==== Information provided ====

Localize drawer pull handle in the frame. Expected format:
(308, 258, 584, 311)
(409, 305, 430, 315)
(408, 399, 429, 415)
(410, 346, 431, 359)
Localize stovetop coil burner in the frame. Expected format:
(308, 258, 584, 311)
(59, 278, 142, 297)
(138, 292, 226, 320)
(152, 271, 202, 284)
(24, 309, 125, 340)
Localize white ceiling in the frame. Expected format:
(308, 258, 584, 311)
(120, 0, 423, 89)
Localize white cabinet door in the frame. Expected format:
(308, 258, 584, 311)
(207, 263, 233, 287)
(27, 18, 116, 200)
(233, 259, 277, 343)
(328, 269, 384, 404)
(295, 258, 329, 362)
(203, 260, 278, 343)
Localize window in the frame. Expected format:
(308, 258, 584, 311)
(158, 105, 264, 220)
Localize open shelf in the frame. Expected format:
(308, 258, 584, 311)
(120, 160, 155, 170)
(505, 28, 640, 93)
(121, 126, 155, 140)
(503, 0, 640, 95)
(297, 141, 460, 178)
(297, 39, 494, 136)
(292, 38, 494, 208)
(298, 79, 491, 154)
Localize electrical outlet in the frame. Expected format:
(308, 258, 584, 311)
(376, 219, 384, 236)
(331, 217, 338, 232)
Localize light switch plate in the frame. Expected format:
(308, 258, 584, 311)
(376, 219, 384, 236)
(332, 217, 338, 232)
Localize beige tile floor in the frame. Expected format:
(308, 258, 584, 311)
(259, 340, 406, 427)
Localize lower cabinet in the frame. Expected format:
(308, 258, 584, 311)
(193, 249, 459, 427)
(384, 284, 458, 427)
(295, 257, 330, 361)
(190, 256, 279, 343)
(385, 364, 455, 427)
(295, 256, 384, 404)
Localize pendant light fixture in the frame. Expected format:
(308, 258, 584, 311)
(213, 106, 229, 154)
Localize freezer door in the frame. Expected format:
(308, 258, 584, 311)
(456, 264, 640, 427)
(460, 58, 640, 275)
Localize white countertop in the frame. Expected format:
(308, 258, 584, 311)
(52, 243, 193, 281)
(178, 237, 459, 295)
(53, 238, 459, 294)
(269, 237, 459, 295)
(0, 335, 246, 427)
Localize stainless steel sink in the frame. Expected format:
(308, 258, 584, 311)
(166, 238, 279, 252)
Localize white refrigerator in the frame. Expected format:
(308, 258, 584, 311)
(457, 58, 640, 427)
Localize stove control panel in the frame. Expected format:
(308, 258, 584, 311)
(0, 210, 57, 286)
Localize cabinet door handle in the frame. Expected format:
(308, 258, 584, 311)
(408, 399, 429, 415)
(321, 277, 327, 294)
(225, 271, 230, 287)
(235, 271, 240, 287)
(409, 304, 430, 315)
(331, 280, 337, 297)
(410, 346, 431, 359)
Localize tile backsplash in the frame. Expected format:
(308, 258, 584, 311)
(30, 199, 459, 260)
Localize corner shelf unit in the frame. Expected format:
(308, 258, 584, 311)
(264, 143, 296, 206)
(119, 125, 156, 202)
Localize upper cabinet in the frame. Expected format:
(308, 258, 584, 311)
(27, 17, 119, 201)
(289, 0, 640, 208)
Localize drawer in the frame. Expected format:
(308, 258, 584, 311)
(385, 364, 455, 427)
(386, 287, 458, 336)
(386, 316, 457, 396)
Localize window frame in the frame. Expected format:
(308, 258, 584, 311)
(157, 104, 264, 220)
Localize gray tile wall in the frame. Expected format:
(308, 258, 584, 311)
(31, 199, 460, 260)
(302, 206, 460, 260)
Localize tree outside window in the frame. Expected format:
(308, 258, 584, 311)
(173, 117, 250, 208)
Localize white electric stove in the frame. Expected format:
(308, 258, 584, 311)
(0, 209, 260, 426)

====
==== Information provided ====

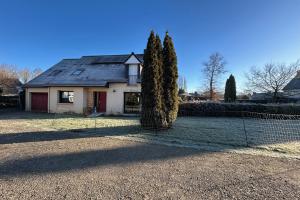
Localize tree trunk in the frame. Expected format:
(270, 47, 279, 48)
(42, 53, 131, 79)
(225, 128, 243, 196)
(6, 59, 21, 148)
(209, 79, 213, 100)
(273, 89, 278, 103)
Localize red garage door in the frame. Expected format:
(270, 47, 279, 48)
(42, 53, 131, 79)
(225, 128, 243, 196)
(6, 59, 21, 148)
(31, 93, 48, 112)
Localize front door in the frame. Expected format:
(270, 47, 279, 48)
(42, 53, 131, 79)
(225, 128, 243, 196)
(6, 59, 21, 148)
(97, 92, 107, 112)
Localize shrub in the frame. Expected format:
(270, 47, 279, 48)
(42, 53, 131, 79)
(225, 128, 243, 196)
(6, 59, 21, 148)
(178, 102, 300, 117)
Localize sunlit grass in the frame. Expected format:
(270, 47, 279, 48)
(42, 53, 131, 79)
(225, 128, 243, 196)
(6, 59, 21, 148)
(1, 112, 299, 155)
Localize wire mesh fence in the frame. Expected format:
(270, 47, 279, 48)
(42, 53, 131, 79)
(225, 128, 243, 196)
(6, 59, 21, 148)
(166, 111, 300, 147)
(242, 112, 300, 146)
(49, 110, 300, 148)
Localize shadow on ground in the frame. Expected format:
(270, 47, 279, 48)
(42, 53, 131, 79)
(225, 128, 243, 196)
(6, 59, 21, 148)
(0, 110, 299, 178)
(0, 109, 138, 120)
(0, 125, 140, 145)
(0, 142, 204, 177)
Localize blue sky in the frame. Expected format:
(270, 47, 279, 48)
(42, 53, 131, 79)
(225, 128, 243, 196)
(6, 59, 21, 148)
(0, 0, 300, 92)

====

**Task description:**
Go through the listing and copy each line with the string "door".

**Problem solution:**
Localize white cabinet door in the frame. Expected format:
Localize freezer door in the frame. Expected format:
Localize cabinet door handle in the frame. Expected format:
Localize red garage door in the frame. Expected format:
Localize front door in the frame. Expected format:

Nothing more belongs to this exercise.